--- TASK PROMPT ---
Starting at the row that contains "passenger window in this photo on that basis." and ending at the last row, rewrite those rows with "business jet" replaced by "private jet", leaving everything else unchanged.

Collection entries
###

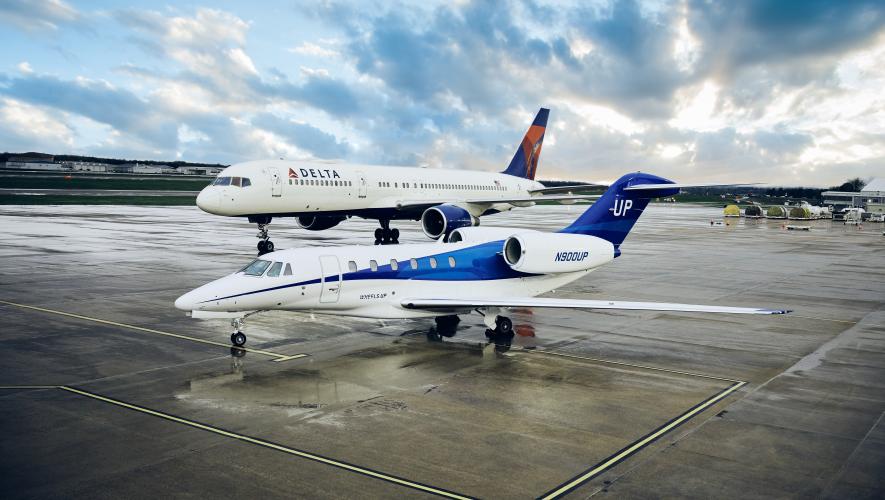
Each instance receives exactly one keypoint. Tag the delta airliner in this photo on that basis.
(320, 195)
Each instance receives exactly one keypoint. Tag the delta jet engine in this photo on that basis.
(443, 219)
(545, 253)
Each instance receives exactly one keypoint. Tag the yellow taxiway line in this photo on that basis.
(279, 357)
(365, 471)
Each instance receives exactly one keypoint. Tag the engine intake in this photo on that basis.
(318, 223)
(443, 219)
(543, 253)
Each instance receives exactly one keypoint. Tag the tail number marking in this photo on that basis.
(570, 256)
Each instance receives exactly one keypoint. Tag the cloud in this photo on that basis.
(37, 16)
(94, 99)
(32, 128)
(312, 49)
(686, 88)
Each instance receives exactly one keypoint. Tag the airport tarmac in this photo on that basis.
(108, 391)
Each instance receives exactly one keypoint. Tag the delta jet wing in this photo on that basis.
(532, 302)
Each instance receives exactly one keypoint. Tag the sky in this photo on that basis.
(783, 92)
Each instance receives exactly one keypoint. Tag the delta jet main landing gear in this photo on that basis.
(386, 236)
(264, 245)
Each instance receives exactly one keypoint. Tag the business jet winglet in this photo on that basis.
(479, 269)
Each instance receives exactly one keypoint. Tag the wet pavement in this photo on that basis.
(129, 397)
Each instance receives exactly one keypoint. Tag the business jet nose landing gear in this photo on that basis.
(264, 245)
(386, 236)
(238, 338)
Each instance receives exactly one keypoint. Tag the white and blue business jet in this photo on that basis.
(479, 269)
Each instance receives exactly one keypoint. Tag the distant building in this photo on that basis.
(199, 170)
(87, 166)
(871, 198)
(140, 168)
(874, 196)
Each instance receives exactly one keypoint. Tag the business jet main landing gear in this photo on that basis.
(386, 236)
(264, 245)
(238, 338)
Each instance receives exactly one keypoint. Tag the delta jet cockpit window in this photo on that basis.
(232, 181)
(255, 268)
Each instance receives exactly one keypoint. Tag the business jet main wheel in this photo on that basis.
(238, 339)
(503, 325)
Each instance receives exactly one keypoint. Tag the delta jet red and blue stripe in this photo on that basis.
(478, 269)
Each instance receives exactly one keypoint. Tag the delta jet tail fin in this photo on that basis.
(525, 161)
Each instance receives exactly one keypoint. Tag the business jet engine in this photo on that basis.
(318, 222)
(544, 253)
(443, 219)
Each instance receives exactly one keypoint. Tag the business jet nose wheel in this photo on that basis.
(386, 236)
(238, 338)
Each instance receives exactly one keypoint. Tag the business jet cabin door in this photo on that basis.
(331, 278)
(276, 182)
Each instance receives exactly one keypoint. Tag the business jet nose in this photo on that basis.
(209, 200)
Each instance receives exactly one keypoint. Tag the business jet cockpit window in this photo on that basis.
(232, 181)
(256, 267)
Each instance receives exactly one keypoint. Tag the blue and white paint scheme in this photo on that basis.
(479, 269)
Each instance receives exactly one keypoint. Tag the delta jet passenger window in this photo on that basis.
(274, 271)
(255, 268)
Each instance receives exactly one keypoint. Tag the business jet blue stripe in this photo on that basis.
(478, 263)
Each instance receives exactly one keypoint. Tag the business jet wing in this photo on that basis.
(532, 302)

###

--- TASK ANSWER ---
Each instance receives exactly one keypoint. Tag the delta jet passenger window in this photo on that basis.
(274, 271)
(255, 268)
Each instance receives exactly one keypoint. Tag the private jet blue stripe in this photo on that basis.
(478, 263)
Each instance receives exactly one keypoint. Tag the private jet wing in this photo on that basis.
(532, 302)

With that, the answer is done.